Tarea 1>
¿Puedes reproducir literalmente el fragmento del texto sobre la soberanía popular que empieza en «Detengámonos brevemente en» y termina en «de la opinión.»?

Texto>
════════════════

Detengámonos brevemente en esta última disquisición, nuclear en todo lo que sigue. No es difícil encontrar en los ensayos de teoría política una definición de «soberanía popular» que se refiera a la autodeterminación interna o democrática. Con ella nos referiremos idealmente al sistema de gobierno donde los ciudadanos quedan sometidos a las leyes que ellos mismos se han dado en un procedimiento inclusivo de decisión que, garantizados los derechos fundamentales de todos, deberá acoplar las decisiones mayoritarias a una formación deliberativa de la opinión.

════════════════

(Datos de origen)
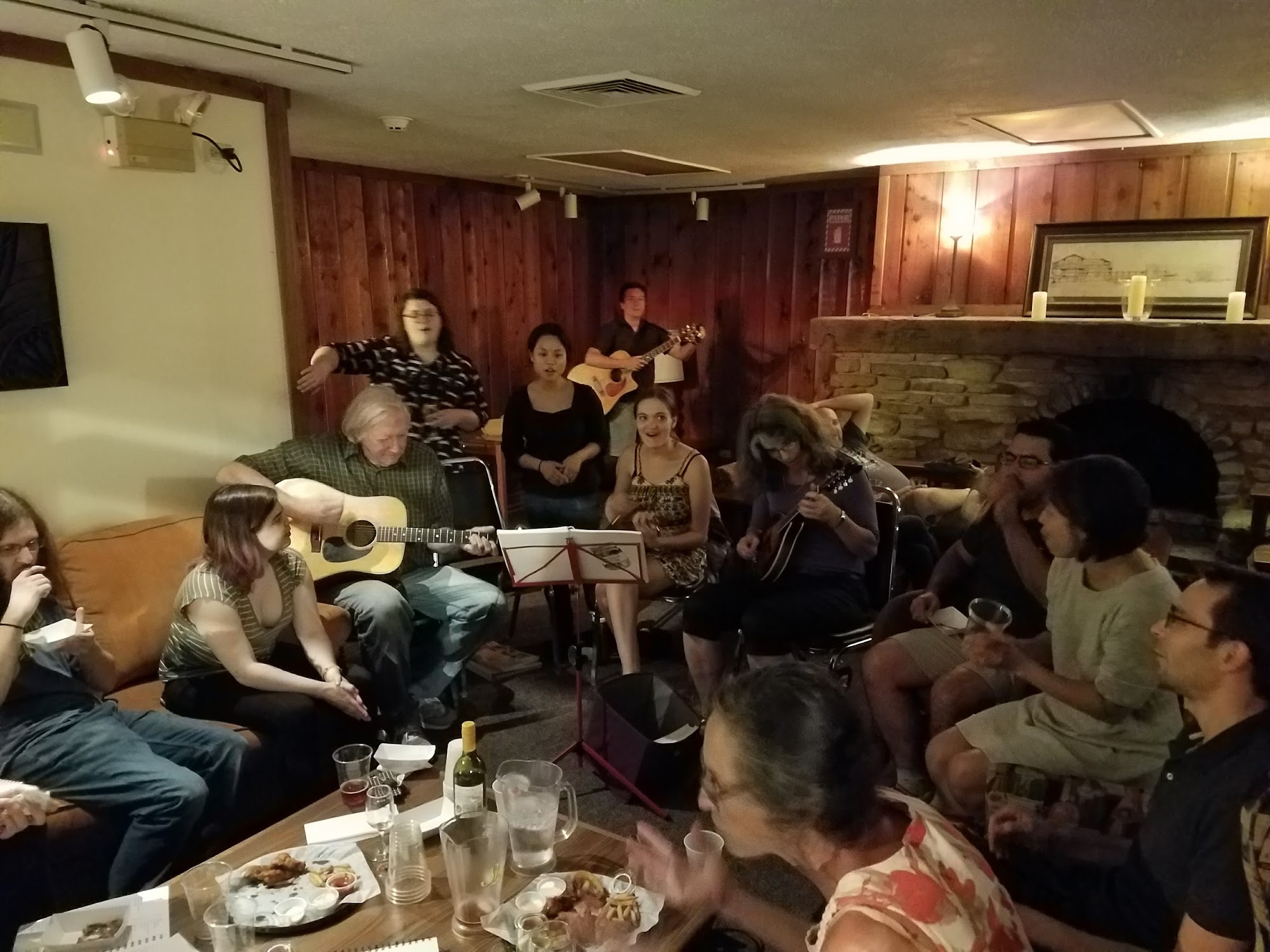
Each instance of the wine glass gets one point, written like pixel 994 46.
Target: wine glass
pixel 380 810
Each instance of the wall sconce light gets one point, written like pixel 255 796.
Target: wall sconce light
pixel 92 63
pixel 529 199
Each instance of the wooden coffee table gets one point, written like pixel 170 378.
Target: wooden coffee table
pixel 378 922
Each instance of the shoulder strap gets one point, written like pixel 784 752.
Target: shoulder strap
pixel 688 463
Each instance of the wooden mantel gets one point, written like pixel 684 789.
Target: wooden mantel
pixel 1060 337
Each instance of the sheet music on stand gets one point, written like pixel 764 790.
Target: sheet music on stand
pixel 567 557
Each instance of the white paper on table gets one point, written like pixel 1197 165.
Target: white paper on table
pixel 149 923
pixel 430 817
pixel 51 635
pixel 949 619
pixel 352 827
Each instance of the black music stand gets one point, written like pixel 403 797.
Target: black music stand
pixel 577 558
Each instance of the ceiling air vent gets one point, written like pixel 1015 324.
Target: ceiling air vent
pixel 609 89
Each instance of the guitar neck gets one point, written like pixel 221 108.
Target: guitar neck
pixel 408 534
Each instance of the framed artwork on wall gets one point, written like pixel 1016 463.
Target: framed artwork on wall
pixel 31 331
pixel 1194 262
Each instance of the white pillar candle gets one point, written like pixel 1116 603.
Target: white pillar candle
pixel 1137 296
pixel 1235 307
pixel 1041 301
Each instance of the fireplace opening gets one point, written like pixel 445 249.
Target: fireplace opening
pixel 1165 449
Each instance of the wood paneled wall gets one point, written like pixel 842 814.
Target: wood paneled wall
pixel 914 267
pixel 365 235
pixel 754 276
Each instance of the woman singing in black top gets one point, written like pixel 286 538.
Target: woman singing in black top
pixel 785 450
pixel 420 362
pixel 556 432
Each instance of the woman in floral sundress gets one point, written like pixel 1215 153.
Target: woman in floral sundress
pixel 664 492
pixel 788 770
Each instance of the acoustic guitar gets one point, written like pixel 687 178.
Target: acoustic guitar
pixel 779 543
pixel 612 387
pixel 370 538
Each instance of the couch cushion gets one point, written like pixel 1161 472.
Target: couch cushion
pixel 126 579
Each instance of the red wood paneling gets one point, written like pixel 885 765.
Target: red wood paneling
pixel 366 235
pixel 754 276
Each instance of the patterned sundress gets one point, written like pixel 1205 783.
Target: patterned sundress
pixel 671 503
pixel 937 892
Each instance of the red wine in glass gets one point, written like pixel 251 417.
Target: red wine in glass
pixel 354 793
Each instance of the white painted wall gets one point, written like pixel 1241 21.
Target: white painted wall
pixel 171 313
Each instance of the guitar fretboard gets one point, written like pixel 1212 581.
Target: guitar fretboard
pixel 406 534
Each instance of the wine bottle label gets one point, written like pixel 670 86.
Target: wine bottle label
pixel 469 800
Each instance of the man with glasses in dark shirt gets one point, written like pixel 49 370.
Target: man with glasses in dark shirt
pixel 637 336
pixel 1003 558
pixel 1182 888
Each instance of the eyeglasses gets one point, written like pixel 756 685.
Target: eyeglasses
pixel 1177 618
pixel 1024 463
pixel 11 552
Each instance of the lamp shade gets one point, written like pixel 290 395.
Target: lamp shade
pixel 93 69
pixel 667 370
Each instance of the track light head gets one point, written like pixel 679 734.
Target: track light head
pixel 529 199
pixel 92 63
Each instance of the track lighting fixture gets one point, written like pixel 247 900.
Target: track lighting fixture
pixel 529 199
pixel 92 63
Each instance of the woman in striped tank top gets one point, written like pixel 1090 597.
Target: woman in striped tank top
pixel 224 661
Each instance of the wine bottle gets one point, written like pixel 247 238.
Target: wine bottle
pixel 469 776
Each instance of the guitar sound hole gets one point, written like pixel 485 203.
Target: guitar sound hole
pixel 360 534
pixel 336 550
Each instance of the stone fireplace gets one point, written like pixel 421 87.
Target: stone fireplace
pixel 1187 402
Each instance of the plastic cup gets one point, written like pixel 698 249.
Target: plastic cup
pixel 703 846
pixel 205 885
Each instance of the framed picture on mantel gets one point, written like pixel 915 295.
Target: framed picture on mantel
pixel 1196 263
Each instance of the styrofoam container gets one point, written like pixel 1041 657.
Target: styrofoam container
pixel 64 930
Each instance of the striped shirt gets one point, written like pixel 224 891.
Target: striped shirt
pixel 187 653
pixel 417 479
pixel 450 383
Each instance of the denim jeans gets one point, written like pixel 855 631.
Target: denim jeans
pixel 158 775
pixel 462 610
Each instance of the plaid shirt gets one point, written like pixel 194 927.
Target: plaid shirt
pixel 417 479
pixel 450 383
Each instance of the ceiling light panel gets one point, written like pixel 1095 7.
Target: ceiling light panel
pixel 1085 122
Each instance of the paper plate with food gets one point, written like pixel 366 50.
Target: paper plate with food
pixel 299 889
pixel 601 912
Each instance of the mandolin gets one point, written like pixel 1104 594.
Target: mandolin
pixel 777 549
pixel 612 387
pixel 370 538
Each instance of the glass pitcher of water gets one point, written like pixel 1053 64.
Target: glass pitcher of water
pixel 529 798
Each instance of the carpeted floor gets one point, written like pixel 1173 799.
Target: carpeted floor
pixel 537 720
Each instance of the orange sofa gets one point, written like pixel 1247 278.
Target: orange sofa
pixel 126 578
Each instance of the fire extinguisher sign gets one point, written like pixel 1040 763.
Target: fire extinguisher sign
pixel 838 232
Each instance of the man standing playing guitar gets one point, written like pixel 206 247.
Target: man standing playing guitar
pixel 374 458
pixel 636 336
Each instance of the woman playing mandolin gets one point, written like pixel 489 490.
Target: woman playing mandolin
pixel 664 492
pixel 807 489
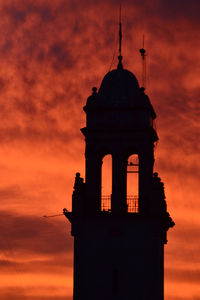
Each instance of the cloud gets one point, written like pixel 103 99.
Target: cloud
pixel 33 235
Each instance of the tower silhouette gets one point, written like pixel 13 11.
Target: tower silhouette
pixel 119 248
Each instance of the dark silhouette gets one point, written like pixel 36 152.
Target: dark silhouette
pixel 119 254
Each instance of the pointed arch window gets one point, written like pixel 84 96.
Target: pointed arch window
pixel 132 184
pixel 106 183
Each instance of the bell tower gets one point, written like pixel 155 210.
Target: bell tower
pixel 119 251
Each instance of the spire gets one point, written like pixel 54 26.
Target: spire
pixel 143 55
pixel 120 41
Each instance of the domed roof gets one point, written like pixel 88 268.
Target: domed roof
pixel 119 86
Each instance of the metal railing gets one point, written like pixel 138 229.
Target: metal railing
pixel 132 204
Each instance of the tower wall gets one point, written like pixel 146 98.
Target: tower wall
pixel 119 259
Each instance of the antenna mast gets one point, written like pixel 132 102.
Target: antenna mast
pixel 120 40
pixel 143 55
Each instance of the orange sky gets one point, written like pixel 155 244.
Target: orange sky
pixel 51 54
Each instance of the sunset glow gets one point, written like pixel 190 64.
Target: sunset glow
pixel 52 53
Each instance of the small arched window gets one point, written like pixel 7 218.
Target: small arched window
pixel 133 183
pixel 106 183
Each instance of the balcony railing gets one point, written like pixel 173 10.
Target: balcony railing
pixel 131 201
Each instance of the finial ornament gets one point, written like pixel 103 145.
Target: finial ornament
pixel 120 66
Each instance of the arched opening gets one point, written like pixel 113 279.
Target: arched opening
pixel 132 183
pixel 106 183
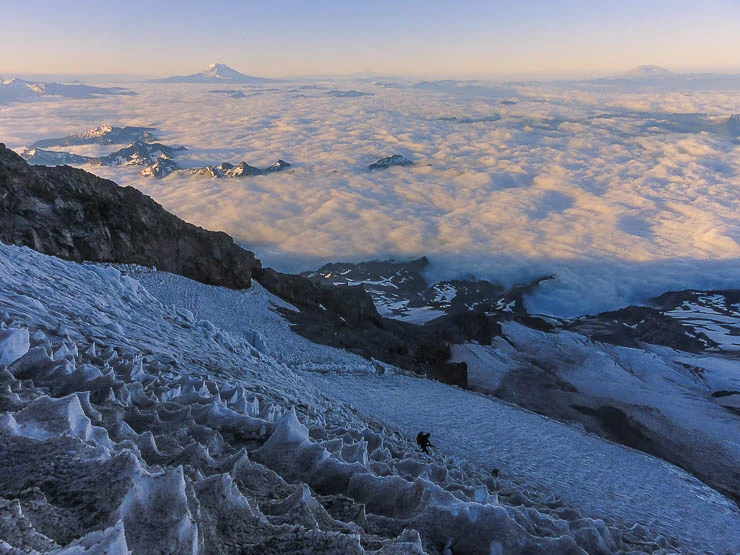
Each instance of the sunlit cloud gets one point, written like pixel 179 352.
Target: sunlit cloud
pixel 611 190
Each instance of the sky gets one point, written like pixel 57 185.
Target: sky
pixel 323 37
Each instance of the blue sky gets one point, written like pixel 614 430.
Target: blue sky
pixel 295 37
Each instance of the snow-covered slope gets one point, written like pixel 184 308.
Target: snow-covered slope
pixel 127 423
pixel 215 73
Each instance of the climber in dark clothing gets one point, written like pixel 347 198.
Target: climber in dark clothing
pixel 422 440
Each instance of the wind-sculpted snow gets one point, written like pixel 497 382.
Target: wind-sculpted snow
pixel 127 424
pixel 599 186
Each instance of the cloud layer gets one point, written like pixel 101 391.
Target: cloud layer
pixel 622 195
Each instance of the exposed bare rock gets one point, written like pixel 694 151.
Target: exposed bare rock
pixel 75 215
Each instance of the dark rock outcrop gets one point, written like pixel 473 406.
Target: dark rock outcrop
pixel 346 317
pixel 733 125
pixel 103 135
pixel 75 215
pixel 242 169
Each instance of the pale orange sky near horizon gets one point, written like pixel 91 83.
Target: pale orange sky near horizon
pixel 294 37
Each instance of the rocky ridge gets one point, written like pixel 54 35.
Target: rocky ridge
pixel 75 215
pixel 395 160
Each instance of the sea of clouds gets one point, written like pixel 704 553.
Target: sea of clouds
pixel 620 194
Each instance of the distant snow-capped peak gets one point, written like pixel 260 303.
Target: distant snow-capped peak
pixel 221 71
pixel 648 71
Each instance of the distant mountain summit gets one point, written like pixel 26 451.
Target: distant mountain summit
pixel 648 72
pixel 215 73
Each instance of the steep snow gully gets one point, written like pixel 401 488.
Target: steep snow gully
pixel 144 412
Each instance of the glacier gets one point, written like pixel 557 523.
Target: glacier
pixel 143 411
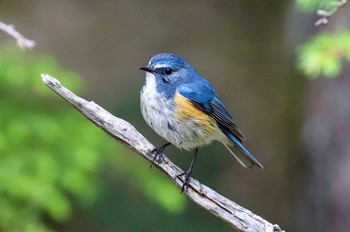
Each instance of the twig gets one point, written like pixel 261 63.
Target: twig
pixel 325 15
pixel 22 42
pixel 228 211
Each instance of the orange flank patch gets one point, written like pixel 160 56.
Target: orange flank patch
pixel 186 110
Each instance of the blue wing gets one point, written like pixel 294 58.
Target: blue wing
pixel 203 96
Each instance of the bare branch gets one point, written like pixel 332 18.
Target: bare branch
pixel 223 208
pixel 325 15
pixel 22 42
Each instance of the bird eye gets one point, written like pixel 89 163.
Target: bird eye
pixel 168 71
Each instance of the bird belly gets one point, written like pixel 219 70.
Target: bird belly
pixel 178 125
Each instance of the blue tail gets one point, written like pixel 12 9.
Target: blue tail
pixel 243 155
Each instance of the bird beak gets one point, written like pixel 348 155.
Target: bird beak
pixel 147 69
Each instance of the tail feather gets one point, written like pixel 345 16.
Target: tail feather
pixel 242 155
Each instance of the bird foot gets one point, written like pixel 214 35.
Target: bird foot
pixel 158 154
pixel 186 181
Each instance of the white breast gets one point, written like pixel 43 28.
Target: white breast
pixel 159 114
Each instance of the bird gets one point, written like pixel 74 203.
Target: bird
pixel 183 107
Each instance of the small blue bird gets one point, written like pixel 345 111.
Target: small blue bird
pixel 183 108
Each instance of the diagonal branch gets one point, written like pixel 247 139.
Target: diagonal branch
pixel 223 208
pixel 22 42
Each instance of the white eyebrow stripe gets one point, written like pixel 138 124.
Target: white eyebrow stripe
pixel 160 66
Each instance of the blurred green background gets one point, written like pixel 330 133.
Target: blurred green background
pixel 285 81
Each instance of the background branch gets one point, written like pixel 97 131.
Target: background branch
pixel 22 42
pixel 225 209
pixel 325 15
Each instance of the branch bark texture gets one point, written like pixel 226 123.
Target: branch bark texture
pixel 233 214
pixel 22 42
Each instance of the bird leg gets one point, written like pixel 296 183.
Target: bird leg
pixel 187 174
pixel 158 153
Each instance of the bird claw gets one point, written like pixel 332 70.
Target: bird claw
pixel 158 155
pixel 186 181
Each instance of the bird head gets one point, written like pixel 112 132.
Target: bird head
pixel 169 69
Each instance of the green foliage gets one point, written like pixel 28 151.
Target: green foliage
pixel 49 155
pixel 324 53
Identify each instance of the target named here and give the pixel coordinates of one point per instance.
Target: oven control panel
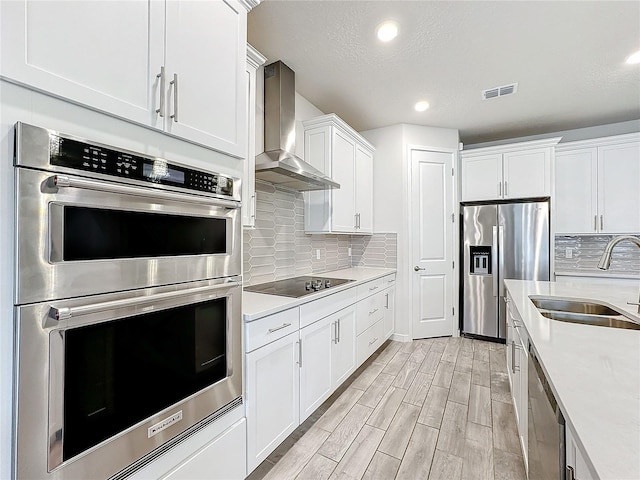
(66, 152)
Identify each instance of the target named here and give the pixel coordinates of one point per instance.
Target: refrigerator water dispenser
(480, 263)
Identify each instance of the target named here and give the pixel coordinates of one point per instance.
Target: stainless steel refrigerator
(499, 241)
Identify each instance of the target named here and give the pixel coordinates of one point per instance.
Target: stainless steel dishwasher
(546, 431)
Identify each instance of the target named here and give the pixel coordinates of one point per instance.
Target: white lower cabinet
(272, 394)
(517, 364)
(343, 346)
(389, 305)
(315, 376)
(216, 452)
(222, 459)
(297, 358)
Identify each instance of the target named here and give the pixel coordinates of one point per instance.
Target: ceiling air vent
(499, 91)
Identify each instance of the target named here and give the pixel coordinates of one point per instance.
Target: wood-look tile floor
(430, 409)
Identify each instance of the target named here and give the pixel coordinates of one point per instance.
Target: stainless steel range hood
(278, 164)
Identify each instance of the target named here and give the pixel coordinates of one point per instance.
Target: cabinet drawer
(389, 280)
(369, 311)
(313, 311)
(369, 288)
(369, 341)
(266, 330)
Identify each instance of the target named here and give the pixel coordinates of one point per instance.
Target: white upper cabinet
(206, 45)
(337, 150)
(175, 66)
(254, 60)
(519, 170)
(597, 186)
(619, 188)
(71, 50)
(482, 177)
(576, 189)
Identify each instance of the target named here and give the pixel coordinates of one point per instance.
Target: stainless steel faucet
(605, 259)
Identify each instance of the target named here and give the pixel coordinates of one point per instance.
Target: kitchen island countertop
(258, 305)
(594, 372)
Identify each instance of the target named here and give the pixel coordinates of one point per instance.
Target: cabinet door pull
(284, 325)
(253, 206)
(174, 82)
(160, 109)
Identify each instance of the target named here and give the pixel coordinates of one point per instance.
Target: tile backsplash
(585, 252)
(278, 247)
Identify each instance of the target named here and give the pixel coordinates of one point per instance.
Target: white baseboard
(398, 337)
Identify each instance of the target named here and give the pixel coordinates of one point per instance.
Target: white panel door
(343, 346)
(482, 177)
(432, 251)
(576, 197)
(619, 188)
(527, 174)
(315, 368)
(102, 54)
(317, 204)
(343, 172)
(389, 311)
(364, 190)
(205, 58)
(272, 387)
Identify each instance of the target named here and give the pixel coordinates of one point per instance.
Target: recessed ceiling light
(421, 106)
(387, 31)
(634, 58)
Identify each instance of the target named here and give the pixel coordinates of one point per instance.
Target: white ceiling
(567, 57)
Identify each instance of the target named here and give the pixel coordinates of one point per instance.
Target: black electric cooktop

════════════════

Tarea 2>
¿Puedes transcribir tal cual, de los registros, las líneas que van desde la que contiene «Each instance of the tower silhouette» hasta la que contiene «pixel 119 254», ambas incluidas?

Respuesta 1>
Detengámonos brevemente en esta última disquisición, nuclear en todo lo que sigue. No es difícil encontrar en los ensayos de teoría política una definición de «soberanía popular» que se refiera a la autodeterminación interna o democrática. Con ella nos referiremos idealmente al sistema de gobierno donde los ciudadanos quedan sometidos a las leyes que ellos mismos se han dado en un procedimiento inclusivo de decisión que, garantizados los derechos fundamentales de todos, deberá acoplar las decisiones mayoritarias a una formación deliberativa de la opinión.

Respuesta 2>
Each instance of the tower silhouette gets one point, written like pixel 13 11.
Target: tower silhouette
pixel 119 248
Each instance of the dark silhouette gets one point, written like pixel 36 152.
Target: dark silhouette
pixel 119 254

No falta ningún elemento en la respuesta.